PROMPT
Starting with the line that contains "[point] every instance of the black car" and going on through the end of the records, copy every line again, requests included, and scale each coordinate in the answers by 0.5. Round the results to whole numbers, with halves rounding up.

PROVIDED DATA
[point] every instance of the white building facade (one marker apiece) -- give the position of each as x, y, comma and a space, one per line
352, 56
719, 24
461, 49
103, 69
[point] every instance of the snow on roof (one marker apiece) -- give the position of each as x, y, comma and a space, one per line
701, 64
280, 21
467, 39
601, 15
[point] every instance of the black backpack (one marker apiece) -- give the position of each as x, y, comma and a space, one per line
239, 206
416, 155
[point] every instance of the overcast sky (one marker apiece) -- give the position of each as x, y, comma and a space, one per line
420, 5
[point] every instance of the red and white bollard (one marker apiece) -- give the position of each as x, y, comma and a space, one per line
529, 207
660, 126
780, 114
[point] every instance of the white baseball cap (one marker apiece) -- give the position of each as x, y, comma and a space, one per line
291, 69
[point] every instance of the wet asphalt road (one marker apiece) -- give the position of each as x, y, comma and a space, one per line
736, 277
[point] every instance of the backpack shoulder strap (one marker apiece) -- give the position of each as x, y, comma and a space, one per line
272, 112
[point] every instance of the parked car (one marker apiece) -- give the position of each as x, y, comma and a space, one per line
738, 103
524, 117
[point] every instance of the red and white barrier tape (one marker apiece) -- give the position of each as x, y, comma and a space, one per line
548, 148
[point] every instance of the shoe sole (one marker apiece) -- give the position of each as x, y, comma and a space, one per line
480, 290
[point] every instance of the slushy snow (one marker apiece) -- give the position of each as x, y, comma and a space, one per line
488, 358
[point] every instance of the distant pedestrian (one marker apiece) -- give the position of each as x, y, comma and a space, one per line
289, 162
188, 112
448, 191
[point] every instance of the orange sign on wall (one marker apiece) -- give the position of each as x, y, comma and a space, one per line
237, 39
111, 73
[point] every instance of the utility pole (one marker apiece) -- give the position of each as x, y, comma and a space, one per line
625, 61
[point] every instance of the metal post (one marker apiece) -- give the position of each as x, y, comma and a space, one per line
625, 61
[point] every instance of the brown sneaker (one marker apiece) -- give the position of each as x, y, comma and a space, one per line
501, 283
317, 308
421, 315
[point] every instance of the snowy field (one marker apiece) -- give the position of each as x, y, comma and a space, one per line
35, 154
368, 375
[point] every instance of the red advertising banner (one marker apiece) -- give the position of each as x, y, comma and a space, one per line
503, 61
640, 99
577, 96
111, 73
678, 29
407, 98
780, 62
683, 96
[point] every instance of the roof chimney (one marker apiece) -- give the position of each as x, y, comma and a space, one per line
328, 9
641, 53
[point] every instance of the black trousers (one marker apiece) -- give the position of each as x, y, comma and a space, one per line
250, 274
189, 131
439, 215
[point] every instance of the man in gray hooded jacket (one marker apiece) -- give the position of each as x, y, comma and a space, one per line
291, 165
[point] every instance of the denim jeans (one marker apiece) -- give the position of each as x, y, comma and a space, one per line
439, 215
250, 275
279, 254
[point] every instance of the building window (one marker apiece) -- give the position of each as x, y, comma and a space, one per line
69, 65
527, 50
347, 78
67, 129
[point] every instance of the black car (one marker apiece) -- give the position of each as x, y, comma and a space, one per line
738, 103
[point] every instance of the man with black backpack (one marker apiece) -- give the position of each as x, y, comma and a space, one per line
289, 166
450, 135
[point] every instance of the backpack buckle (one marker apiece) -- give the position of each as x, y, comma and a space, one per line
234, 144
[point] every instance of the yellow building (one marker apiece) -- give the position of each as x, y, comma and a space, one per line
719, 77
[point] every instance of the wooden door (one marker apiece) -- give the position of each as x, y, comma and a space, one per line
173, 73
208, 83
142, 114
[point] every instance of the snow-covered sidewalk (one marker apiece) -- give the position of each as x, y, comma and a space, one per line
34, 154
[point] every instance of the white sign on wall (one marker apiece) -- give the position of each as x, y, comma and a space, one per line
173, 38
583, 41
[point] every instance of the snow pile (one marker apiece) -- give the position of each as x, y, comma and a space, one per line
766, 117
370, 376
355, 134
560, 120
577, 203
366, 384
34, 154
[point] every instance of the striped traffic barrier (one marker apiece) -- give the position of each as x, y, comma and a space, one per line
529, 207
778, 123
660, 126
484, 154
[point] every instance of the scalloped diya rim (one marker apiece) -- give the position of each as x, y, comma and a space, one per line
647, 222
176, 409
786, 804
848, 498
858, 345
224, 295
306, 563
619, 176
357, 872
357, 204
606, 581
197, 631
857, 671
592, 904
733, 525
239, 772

FINAL RESULT
[point] every instance of the black car (one marker apiece) -- give the position of each as x, y, comma and a space, one per line
369, 52
[point] every instance of the man with black backpack (one marker apiece) -- give the position of each as x, y, comma and a space, one per line
145, 83
225, 68
[point] every instance of the backpack buckle (one marker apiece) -- give the position of each as x, y, comma and a space, one per line
117, 72
[point] every instance of the yellow building (one marker apiece) -- give the position of each as x, y, comma and a space, one per line
360, 39
[point] every instance of the wooden door (one marker apiece) -- give the position of each as x, y, comma and a space, one per line
87, 37
104, 42
71, 57
[point] every instance of the snow-covered sidewalk (one marker apiece) -- give the position of each as x, y, comma and a space, one per line
17, 77
[point] every instance of the white sign on wall (one marker apiece) -- give the position of each as x, y, comma and a space, one per line
87, 19
292, 21
[point] every instance of the snow pile (one marker apiece) -- give the position of each as x, y, comma and a space, one per line
383, 59
185, 188
178, 67
280, 60
289, 102
183, 192
17, 77
[point] every instance of the striped traffic barrier (one marker apiece) -- give the position of each as x, y, comma and a space, one per line
265, 104
389, 62
330, 63
242, 77
[point] every instance of the scalloped diya rim (one marker apiece) -- give the position of each as x, y, comma and a space, one per line
324, 111
88, 205
393, 402
424, 249
429, 173
112, 148
153, 282
310, 88
179, 436
179, 102
303, 291
99, 316
429, 336
296, 452
367, 263
120, 386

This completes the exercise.